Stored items
******

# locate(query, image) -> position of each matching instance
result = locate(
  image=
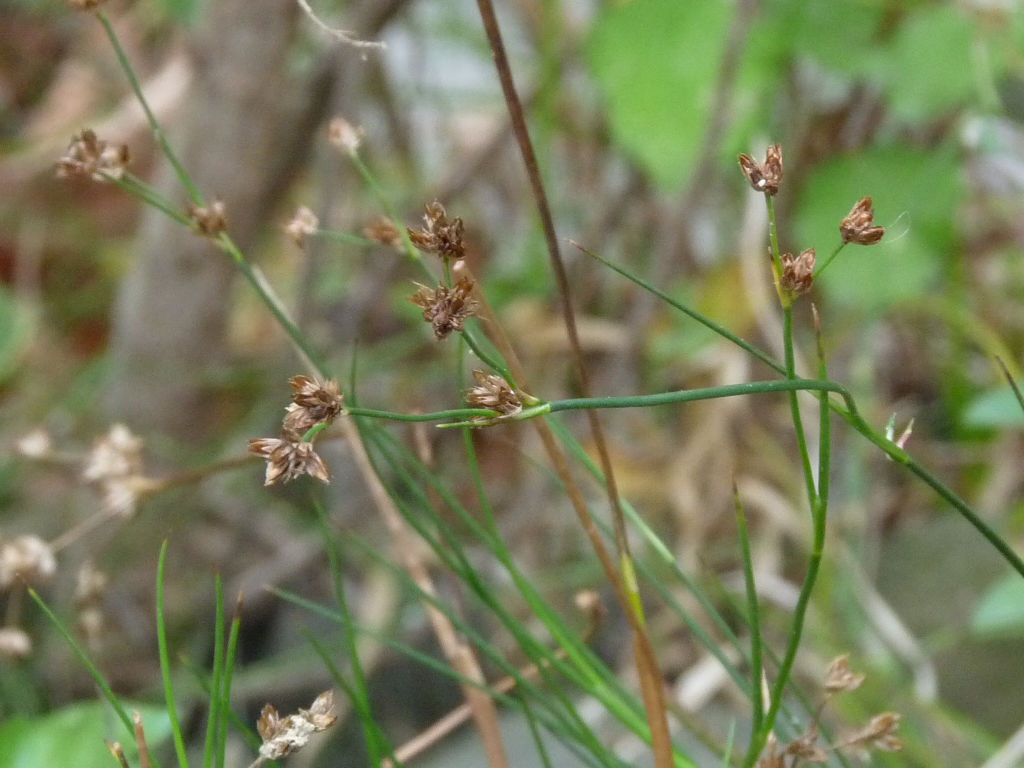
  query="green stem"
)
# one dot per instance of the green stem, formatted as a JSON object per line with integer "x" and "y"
{"x": 754, "y": 623}
{"x": 151, "y": 118}
{"x": 165, "y": 664}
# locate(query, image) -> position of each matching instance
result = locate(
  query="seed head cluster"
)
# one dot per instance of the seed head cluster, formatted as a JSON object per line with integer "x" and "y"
{"x": 445, "y": 308}
{"x": 284, "y": 735}
{"x": 439, "y": 233}
{"x": 92, "y": 158}
{"x": 290, "y": 456}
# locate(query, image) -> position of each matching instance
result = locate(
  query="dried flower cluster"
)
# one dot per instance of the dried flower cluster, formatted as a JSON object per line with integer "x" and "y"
{"x": 90, "y": 589}
{"x": 764, "y": 177}
{"x": 289, "y": 457}
{"x": 115, "y": 467}
{"x": 282, "y": 736}
{"x": 798, "y": 272}
{"x": 301, "y": 225}
{"x": 445, "y": 308}
{"x": 439, "y": 235}
{"x": 494, "y": 392}
{"x": 383, "y": 230}
{"x": 91, "y": 157}
{"x": 344, "y": 135}
{"x": 208, "y": 220}
{"x": 24, "y": 560}
{"x": 858, "y": 225}
{"x": 880, "y": 733}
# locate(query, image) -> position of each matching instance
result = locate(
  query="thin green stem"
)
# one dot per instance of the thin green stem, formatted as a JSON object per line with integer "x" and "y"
{"x": 216, "y": 679}
{"x": 798, "y": 422}
{"x": 754, "y": 624}
{"x": 158, "y": 132}
{"x": 165, "y": 664}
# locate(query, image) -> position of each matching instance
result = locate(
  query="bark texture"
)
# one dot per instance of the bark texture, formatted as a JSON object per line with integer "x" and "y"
{"x": 231, "y": 135}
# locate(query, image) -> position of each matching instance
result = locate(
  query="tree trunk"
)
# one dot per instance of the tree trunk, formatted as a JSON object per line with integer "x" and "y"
{"x": 169, "y": 323}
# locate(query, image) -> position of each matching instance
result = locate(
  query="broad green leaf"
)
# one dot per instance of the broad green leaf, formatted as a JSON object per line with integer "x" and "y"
{"x": 74, "y": 735}
{"x": 994, "y": 409}
{"x": 1000, "y": 610}
{"x": 914, "y": 195}
{"x": 655, "y": 62}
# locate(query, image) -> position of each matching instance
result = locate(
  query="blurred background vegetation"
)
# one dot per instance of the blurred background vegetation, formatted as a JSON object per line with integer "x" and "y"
{"x": 638, "y": 111}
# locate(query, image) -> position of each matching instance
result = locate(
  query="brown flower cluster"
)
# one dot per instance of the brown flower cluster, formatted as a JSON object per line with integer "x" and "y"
{"x": 383, "y": 230}
{"x": 439, "y": 235}
{"x": 289, "y": 457}
{"x": 858, "y": 225}
{"x": 301, "y": 225}
{"x": 880, "y": 733}
{"x": 284, "y": 735}
{"x": 494, "y": 393}
{"x": 114, "y": 466}
{"x": 764, "y": 177}
{"x": 208, "y": 220}
{"x": 91, "y": 157}
{"x": 798, "y": 272}
{"x": 445, "y": 308}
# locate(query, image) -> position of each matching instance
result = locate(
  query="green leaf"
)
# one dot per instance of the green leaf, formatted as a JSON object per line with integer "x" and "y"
{"x": 655, "y": 62}
{"x": 914, "y": 195}
{"x": 74, "y": 735}
{"x": 994, "y": 409}
{"x": 1000, "y": 610}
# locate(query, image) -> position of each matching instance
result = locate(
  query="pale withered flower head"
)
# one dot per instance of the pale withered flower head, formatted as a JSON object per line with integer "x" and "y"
{"x": 344, "y": 135}
{"x": 89, "y": 156}
{"x": 445, "y": 308}
{"x": 14, "y": 643}
{"x": 115, "y": 467}
{"x": 798, "y": 272}
{"x": 880, "y": 734}
{"x": 764, "y": 177}
{"x": 839, "y": 678}
{"x": 858, "y": 225}
{"x": 439, "y": 235}
{"x": 283, "y": 736}
{"x": 313, "y": 402}
{"x": 301, "y": 225}
{"x": 208, "y": 220}
{"x": 289, "y": 457}
{"x": 28, "y": 558}
{"x": 494, "y": 393}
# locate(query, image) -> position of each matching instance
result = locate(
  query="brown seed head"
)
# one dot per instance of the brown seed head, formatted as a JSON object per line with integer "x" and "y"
{"x": 440, "y": 235}
{"x": 14, "y": 643}
{"x": 288, "y": 458}
{"x": 384, "y": 231}
{"x": 344, "y": 135}
{"x": 283, "y": 736}
{"x": 208, "y": 220}
{"x": 764, "y": 177}
{"x": 798, "y": 272}
{"x": 445, "y": 308}
{"x": 312, "y": 402}
{"x": 91, "y": 157}
{"x": 839, "y": 678}
{"x": 494, "y": 392}
{"x": 301, "y": 225}
{"x": 28, "y": 558}
{"x": 858, "y": 226}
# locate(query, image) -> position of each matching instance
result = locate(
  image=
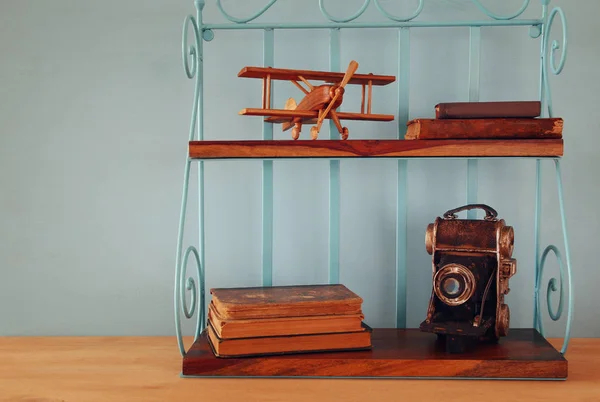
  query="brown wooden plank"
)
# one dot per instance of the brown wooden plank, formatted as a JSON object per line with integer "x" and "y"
{"x": 282, "y": 115}
{"x": 482, "y": 110}
{"x": 326, "y": 76}
{"x": 375, "y": 148}
{"x": 147, "y": 368}
{"x": 524, "y": 353}
{"x": 425, "y": 129}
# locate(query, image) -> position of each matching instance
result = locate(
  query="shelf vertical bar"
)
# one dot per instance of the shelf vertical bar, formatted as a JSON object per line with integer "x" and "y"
{"x": 474, "y": 65}
{"x": 334, "y": 173}
{"x": 267, "y": 179}
{"x": 537, "y": 223}
{"x": 402, "y": 206}
{"x": 200, "y": 137}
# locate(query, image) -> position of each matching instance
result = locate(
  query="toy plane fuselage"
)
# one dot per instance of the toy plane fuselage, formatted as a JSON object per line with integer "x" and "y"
{"x": 316, "y": 100}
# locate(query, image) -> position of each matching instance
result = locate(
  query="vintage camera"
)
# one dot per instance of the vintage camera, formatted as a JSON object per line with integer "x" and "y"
{"x": 472, "y": 264}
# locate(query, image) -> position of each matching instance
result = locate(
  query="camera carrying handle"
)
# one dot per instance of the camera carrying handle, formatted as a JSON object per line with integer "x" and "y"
{"x": 490, "y": 213}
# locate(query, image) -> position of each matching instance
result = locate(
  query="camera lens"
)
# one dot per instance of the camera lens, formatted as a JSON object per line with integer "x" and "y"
{"x": 451, "y": 286}
{"x": 454, "y": 284}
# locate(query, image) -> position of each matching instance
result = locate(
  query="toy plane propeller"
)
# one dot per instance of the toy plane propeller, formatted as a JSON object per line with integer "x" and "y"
{"x": 319, "y": 102}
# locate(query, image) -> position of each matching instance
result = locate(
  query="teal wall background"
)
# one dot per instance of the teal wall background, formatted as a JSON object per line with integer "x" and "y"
{"x": 94, "y": 115}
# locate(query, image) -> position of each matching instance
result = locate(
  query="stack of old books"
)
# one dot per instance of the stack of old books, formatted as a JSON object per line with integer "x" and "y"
{"x": 285, "y": 319}
{"x": 506, "y": 120}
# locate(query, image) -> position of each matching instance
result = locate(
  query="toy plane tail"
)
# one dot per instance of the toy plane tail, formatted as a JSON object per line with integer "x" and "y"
{"x": 290, "y": 104}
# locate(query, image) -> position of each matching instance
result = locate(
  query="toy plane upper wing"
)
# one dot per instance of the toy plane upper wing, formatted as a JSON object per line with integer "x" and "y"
{"x": 325, "y": 76}
{"x": 281, "y": 115}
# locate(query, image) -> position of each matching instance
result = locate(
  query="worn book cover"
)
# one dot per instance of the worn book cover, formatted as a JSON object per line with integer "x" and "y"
{"x": 436, "y": 129}
{"x": 285, "y": 301}
{"x": 271, "y": 345}
{"x": 483, "y": 110}
{"x": 256, "y": 327}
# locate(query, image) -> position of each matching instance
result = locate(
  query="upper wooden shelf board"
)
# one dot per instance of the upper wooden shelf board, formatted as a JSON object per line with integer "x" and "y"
{"x": 289, "y": 74}
{"x": 263, "y": 149}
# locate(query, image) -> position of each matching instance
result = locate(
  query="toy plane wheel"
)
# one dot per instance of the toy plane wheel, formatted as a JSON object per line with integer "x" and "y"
{"x": 295, "y": 133}
{"x": 314, "y": 132}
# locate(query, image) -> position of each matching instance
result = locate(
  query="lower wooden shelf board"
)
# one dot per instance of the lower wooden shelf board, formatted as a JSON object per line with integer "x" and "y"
{"x": 396, "y": 353}
{"x": 263, "y": 149}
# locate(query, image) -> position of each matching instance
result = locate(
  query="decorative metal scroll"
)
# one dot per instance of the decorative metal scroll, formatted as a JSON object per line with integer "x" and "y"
{"x": 549, "y": 54}
{"x": 553, "y": 286}
{"x": 192, "y": 56}
{"x": 364, "y": 7}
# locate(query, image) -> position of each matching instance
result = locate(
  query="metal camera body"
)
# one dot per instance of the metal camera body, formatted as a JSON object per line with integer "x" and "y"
{"x": 472, "y": 264}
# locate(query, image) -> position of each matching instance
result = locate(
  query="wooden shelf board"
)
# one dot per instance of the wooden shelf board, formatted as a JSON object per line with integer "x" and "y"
{"x": 523, "y": 354}
{"x": 263, "y": 149}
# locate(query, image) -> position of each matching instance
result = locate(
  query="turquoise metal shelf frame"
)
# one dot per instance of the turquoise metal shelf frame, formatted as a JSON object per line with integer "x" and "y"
{"x": 199, "y": 31}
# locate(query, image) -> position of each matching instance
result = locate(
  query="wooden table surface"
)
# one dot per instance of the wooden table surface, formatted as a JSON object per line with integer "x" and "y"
{"x": 147, "y": 369}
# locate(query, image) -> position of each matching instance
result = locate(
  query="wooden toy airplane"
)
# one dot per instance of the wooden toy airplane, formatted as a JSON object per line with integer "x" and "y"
{"x": 319, "y": 102}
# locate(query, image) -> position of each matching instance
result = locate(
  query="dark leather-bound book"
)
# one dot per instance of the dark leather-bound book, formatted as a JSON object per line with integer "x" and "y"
{"x": 285, "y": 301}
{"x": 483, "y": 110}
{"x": 444, "y": 129}
{"x": 289, "y": 344}
{"x": 257, "y": 327}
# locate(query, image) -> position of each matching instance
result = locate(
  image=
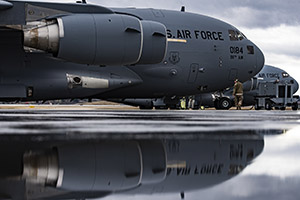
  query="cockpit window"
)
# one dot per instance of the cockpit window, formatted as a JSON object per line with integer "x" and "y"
{"x": 236, "y": 35}
{"x": 285, "y": 75}
{"x": 250, "y": 49}
{"x": 232, "y": 35}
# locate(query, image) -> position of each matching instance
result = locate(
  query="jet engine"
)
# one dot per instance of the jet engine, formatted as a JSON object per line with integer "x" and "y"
{"x": 104, "y": 166}
{"x": 99, "y": 39}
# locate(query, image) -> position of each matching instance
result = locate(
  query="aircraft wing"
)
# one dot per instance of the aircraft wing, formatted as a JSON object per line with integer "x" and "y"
{"x": 18, "y": 13}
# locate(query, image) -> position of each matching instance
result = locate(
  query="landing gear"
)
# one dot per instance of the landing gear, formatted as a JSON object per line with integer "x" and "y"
{"x": 295, "y": 106}
{"x": 282, "y": 108}
{"x": 256, "y": 106}
{"x": 146, "y": 107}
{"x": 224, "y": 103}
{"x": 268, "y": 105}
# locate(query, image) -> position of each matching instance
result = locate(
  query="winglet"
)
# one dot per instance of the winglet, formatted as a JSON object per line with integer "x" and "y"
{"x": 5, "y": 5}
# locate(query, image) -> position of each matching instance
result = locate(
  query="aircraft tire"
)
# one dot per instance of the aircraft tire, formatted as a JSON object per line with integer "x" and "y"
{"x": 146, "y": 107}
{"x": 160, "y": 108}
{"x": 216, "y": 104}
{"x": 295, "y": 106}
{"x": 224, "y": 103}
{"x": 268, "y": 105}
{"x": 282, "y": 108}
{"x": 256, "y": 107}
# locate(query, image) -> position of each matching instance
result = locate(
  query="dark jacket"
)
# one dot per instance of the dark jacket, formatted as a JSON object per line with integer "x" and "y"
{"x": 238, "y": 88}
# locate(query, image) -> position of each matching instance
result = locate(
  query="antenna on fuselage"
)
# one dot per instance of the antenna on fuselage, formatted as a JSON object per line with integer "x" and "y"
{"x": 182, "y": 9}
{"x": 83, "y": 1}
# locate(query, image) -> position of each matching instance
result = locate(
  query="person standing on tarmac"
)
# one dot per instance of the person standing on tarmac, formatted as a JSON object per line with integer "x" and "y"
{"x": 238, "y": 94}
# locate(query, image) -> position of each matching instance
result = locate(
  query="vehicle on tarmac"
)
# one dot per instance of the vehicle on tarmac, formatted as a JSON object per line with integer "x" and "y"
{"x": 66, "y": 51}
{"x": 271, "y": 88}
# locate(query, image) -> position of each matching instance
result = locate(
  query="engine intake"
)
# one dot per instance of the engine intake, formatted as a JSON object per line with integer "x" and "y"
{"x": 100, "y": 39}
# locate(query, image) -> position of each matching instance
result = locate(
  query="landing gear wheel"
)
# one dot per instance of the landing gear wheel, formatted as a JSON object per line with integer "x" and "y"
{"x": 268, "y": 105}
{"x": 256, "y": 107}
{"x": 225, "y": 104}
{"x": 282, "y": 108}
{"x": 145, "y": 107}
{"x": 295, "y": 106}
{"x": 216, "y": 104}
{"x": 160, "y": 108}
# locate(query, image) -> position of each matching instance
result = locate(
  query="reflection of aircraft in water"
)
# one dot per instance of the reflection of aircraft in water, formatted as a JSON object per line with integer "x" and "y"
{"x": 34, "y": 167}
{"x": 89, "y": 51}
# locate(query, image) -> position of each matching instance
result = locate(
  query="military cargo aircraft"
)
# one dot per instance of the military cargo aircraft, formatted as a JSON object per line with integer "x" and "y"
{"x": 83, "y": 166}
{"x": 56, "y": 51}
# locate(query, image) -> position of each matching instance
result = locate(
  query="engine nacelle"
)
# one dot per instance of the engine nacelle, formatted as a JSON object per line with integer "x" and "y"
{"x": 103, "y": 166}
{"x": 100, "y": 39}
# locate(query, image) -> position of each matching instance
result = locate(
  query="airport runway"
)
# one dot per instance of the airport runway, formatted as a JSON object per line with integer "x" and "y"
{"x": 136, "y": 123}
{"x": 273, "y": 175}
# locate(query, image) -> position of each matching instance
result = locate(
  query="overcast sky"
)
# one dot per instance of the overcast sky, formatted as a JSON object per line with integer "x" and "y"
{"x": 274, "y": 25}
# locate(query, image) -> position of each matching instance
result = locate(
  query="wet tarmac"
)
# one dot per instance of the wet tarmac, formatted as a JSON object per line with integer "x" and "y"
{"x": 273, "y": 174}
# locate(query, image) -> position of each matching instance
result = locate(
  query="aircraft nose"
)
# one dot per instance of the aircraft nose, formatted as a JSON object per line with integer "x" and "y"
{"x": 260, "y": 59}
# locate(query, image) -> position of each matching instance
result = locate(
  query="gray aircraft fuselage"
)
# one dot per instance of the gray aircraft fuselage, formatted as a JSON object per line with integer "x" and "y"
{"x": 202, "y": 55}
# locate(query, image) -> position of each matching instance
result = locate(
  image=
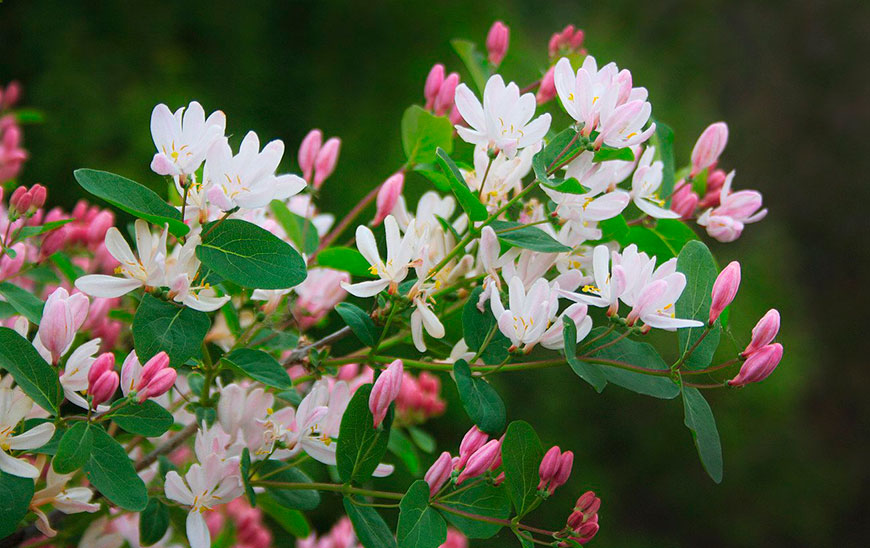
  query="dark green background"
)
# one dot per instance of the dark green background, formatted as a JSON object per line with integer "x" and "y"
{"x": 788, "y": 77}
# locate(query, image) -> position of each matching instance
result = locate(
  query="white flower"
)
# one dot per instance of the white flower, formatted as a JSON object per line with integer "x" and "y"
{"x": 14, "y": 406}
{"x": 401, "y": 251}
{"x": 503, "y": 121}
{"x": 205, "y": 485}
{"x": 183, "y": 139}
{"x": 248, "y": 179}
{"x": 645, "y": 185}
{"x": 148, "y": 270}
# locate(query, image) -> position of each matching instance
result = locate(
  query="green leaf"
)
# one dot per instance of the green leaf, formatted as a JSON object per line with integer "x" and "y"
{"x": 470, "y": 204}
{"x": 527, "y": 237}
{"x": 260, "y": 366}
{"x": 699, "y": 419}
{"x": 696, "y": 262}
{"x": 663, "y": 140}
{"x": 420, "y": 525}
{"x": 132, "y": 197}
{"x": 606, "y": 153}
{"x": 481, "y": 402}
{"x": 474, "y": 61}
{"x": 403, "y": 448}
{"x": 162, "y": 326}
{"x": 250, "y": 256}
{"x": 35, "y": 377}
{"x": 477, "y": 326}
{"x": 588, "y": 372}
{"x": 369, "y": 526}
{"x": 359, "y": 322}
{"x": 28, "y": 231}
{"x": 15, "y": 496}
{"x": 664, "y": 241}
{"x": 292, "y": 521}
{"x": 345, "y": 259}
{"x": 24, "y": 302}
{"x": 111, "y": 472}
{"x": 300, "y": 230}
{"x": 153, "y": 522}
{"x": 297, "y": 499}
{"x": 74, "y": 448}
{"x": 361, "y": 446}
{"x": 634, "y": 353}
{"x": 423, "y": 133}
{"x": 147, "y": 419}
{"x": 483, "y": 500}
{"x": 521, "y": 454}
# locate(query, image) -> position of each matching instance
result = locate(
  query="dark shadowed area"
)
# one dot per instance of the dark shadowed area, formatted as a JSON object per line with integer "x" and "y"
{"x": 790, "y": 78}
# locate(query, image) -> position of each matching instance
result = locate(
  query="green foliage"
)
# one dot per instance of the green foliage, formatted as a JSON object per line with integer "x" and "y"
{"x": 588, "y": 372}
{"x": 250, "y": 256}
{"x": 479, "y": 399}
{"x": 423, "y": 133}
{"x": 482, "y": 499}
{"x": 296, "y": 499}
{"x": 420, "y": 525}
{"x": 260, "y": 366}
{"x": 35, "y": 377}
{"x": 470, "y": 203}
{"x": 527, "y": 237}
{"x": 369, "y": 526}
{"x": 111, "y": 472}
{"x": 15, "y": 495}
{"x": 696, "y": 262}
{"x": 162, "y": 326}
{"x": 130, "y": 196}
{"x": 24, "y": 302}
{"x": 346, "y": 259}
{"x": 477, "y": 326}
{"x": 147, "y": 419}
{"x": 699, "y": 419}
{"x": 359, "y": 322}
{"x": 153, "y": 522}
{"x": 361, "y": 446}
{"x": 521, "y": 453}
{"x": 74, "y": 448}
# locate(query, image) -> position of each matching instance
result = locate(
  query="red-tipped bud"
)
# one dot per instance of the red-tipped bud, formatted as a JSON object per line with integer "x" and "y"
{"x": 308, "y": 152}
{"x": 764, "y": 332}
{"x": 724, "y": 289}
{"x": 759, "y": 365}
{"x": 439, "y": 473}
{"x": 326, "y": 160}
{"x": 497, "y": 40}
{"x": 388, "y": 195}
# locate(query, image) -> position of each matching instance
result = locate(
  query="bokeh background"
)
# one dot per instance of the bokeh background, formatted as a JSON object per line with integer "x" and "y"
{"x": 790, "y": 78}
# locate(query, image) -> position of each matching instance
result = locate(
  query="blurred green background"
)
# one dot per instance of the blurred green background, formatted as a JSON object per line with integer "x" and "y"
{"x": 788, "y": 77}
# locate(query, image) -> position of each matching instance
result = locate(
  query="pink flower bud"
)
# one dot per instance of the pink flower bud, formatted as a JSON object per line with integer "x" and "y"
{"x": 326, "y": 160}
{"x": 444, "y": 100}
{"x": 388, "y": 195}
{"x": 764, "y": 332}
{"x": 497, "y": 40}
{"x": 709, "y": 146}
{"x": 433, "y": 84}
{"x": 439, "y": 473}
{"x": 103, "y": 388}
{"x": 385, "y": 391}
{"x": 759, "y": 365}
{"x": 547, "y": 89}
{"x": 308, "y": 152}
{"x": 724, "y": 289}
{"x": 473, "y": 440}
{"x": 480, "y": 461}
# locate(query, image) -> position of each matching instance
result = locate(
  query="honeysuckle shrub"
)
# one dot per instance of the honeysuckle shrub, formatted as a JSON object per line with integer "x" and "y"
{"x": 174, "y": 379}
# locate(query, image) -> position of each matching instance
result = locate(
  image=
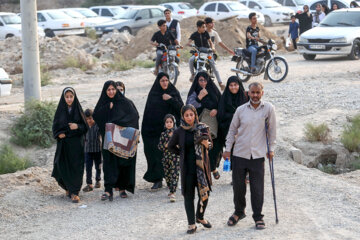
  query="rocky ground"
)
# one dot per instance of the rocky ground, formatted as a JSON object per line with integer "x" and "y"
{"x": 311, "y": 204}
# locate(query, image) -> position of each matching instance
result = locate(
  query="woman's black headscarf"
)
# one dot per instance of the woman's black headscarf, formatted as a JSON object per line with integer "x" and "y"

******

Stated goal
Filter the stored items above down to the lines that contain the string "engine", treating uppercase and lowercase as different. Copy each matching line in full.

Task output
  query="jet engine"
# one dot per instance of the jet engine, formatted as a JSON object per line with integer "x" and "y"
  query="engine intake"
# one dot per instance of the engine intake, formatted as a JSON object per line with integer "x" and "y"
  query="engine nacelle"
# one dot per instance of the engine nacelle, formatted as a JSON object per line with integer "x" and "y"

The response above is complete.